=== TEXT SECTION ===
◆ ◆ ◆

NOT FOR RELEASE, PUBLICATION OR DISTRIBUTION, DIRECTLY OR INDIRECTLY, IN OR INTO THE
UNITED STATES, CANADA, AUSTRALIA OR JAPAN

SABMILLER PLC ANNOUNCES ITS INTENTION TO DISPOSE OF ITS SHAREHOLDING IN TSOGO SUN
THROUGH A COMBINATION OF AN INSTITUTIONAL PLACING AND A BUY BACK BY TSOGO SUN

7 July 2014

On 15 April 2014, SABMiller plc (“SABMiller”) announced that it was conducting a strategic review of
its investment in JSE-listed gaming, hotel and entertainment group Tsogo Sun Holdings Limited
(“Tsogo Sun” or the “Company”). SABMiller currently has an effective 39.6% shareholding in Tsogo
Sun valued at approximately ZAR11.7 billion (approximately US$1,089 million) based on the closing
share price of ZAR26.90 on 4 July 2014.

SABMiller, in co-operation with Tsogo Sun, has now completed its strategic review and has decided
to dispose of up to all of its ordinary shares in Tsogo Sun (“Ordinary Shares”) through two
conditional transactions:

    (i)       a fully marketed secondary placing of up to approximately 305 million Ordinary Shares
              (the “Placing Shares”) to selected South African and international institutional investors
              (the “Placing”); and
    (ii)      a buy back by Tsogo Sun of at least approximately 130 million Ordinary Shares (the
              “Repurchase Shares”) for an aggregate consideration of ZAR2.8 billion (approximately
              US$260 million) (the “Repurchase”)

(collectively, the “Transaction”).

Alan Clark, Chief Executive of SABMiller said:

“SABMiller has been a supportive shareholder of Tsogo Sun since 2002, when we transferred our
existing gaming and hotel assets into Tsogo Sun as part of a landmark Black Economic Empowerment
transaction. The business has performed well over the years. The merger with Gold Reef Resorts in
2011, and the resultant listing on the JSE, has transformed Tsogo Sun. However, gaming and hotels
are not core to our operations and we have concluded that the time is right for us to exit our
investment through a transaction which is beneficial to shareholders of both SABMiller and Tsogo
Sun and to reinvest the proceeds in our core growth businesses, including our African operations.”

The Placing

SABMiller, through its wholly owned subsidiary SABSA Holdings Limited (“SABSA”), will sell up to
305,015,346 existing Ordinary Shares in the Placing. Tsogo Sun has agreed to support SABMiller in
the implementation of the Placing and has published a circular (the “Placing Circular”), which
provides detailed information on Tsogo Sun and the Placing. The Placing Circular will be made
available on Tsogo Sun’s website (www.tsogosun.com) shortly and Tsogo Sun’s management will
today commence a roadshow to meet selected institutional investors in South Africa and
internationally.

◆ ◆ ◆

=== RECORDED DATA ===
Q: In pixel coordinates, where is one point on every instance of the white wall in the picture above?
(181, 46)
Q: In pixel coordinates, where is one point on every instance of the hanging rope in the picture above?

◆ ◆ ◆

=== STATED TASK A ===
Reproduce verbatim the passage of the SABMiller announcement from "7 July 2014" up to and including "4 July 2014.".
=== STATED TASK B ===
Recast the paragraph of the SABMiller announcement beginning "SABMiller, through its wholly owned subsidiary" as a bulleted list that keeps its main facts.
=== STATED TASK C ===
In the SABMiller announcement, what aggregate consideration is stated for Tsogo Sun's buy back of the Repurchase Shares?

=== COMPLETE RESPONSE A ===
7 July 2014

On 15 April 2014, SABMiller plc (“SABMiller”) announced that it was conducting a strategic review of
its investment in JSE-listed gaming, hotel and entertainment group Tsogo Sun Holdings Limited
(“Tsogo Sun” or the “Company”). SABMiller currently has an effective 39.6% shareholding in Tsogo
Sun valued at approximately ZAR11.7 billion (approximately US$1,089 million) based on the closing
share price of ZAR26.90 on 4 July 2014.

=== COMPLETE RESPONSE B ===
- SABMiller will sell up to 305,015,346 existing Ordinary Shares in the Placing through its wholly owned subsidiary SABSA Holdings Limited ("SABSA").
- Tsogo Sun has agreed to support SABMiller in implementing the Placing.
- Tsogo Sun has published the Placing Circular, which gives detailed information on Tsogo Sun and the Placing. It will shortly be available on Tsogo Sun's website (www.tsogosun.com).
- Tsogo Sun's management will begin a roadshow today to meet selected institutional investors in South Africa and internationally.

=== COMPLETE RESPONSE C ===
ZAR2.8 billion (approximately US$260 million).